* _EXERCISE_:
Pull out every line of the records that contains the word "wheel" and list those lines.

* _DATA LISTING_:
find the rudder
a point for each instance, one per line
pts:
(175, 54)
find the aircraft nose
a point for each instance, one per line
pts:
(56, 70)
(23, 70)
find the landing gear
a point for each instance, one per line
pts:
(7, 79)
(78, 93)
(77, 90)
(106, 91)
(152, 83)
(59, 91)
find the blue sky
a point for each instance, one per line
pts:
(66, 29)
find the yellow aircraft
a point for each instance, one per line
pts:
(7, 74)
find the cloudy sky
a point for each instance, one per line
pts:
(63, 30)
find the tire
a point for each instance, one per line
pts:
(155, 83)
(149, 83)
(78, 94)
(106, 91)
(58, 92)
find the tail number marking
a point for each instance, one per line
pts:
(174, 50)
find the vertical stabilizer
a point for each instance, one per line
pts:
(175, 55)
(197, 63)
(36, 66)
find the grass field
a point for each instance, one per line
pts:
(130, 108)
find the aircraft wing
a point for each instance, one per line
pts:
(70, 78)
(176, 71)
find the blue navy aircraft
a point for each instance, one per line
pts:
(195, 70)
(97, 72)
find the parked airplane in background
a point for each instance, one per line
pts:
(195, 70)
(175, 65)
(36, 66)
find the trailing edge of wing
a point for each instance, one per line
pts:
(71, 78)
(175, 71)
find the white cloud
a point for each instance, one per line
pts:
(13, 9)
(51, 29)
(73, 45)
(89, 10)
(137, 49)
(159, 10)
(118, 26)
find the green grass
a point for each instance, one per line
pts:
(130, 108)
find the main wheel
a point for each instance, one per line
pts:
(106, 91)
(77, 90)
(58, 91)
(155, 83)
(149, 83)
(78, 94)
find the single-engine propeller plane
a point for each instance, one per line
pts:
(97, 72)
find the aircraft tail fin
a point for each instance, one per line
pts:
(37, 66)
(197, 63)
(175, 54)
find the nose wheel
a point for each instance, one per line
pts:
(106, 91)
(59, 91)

--

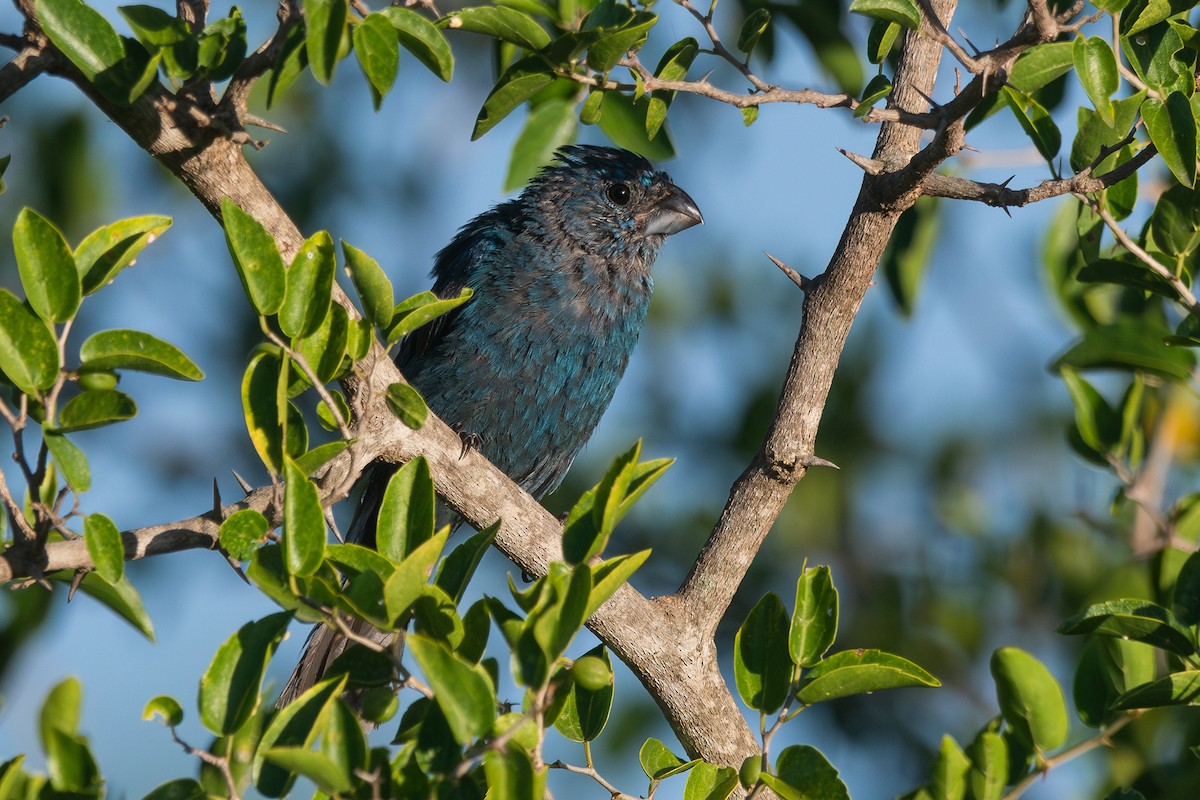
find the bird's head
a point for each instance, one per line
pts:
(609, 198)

==

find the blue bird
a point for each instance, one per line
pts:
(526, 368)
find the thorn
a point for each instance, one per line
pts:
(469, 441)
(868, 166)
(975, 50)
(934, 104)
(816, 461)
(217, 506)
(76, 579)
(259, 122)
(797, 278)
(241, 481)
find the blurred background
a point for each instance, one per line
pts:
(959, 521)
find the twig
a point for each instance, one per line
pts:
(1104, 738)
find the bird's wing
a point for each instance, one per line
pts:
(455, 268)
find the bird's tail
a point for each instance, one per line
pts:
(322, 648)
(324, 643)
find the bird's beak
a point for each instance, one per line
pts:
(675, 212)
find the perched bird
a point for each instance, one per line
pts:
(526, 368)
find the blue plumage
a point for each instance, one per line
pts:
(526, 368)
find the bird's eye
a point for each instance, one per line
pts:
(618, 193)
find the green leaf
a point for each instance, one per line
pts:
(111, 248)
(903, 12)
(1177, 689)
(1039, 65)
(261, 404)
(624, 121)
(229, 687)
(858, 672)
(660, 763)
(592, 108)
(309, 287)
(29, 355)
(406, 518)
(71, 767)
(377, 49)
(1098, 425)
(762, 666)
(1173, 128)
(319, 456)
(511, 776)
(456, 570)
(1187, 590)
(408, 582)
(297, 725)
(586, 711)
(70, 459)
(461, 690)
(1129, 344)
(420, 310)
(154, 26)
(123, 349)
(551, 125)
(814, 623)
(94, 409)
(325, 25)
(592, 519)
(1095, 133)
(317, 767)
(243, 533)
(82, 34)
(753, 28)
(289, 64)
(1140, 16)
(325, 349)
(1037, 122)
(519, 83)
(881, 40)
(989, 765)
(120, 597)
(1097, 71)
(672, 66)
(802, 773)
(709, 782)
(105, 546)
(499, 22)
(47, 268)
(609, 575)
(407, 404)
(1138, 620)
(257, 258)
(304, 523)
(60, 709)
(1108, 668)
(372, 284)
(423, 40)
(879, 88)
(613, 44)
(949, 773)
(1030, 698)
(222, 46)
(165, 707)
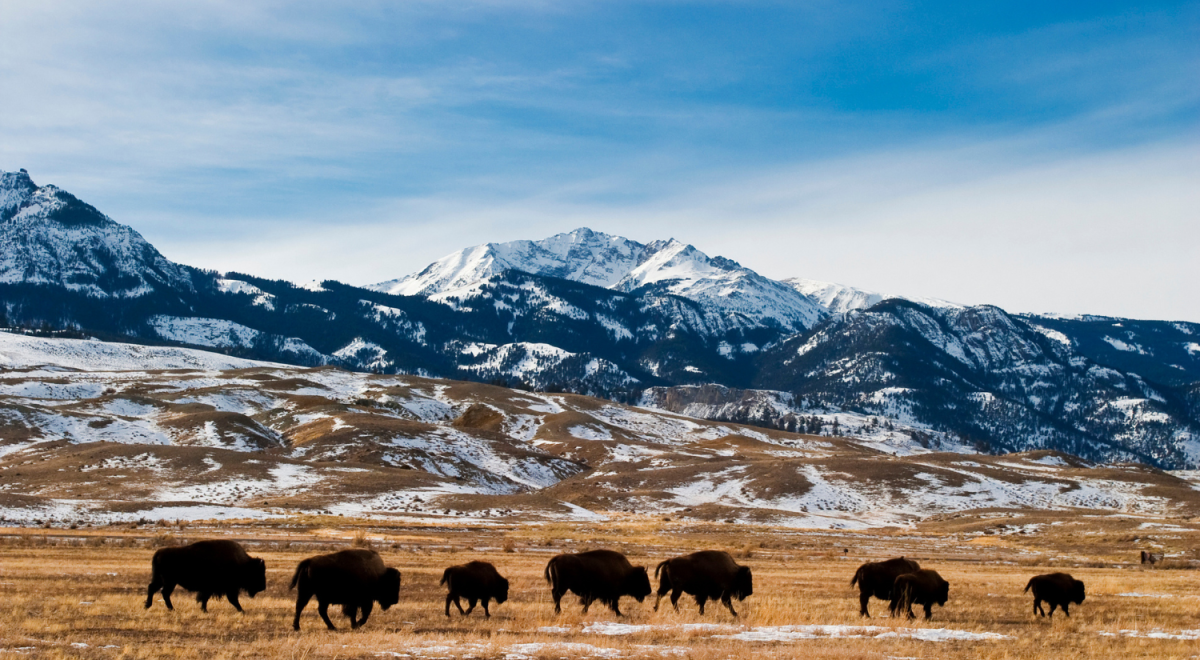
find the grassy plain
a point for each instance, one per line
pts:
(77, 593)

* _REPLY TO THE TASK_:
find the main wheel
find the nose wheel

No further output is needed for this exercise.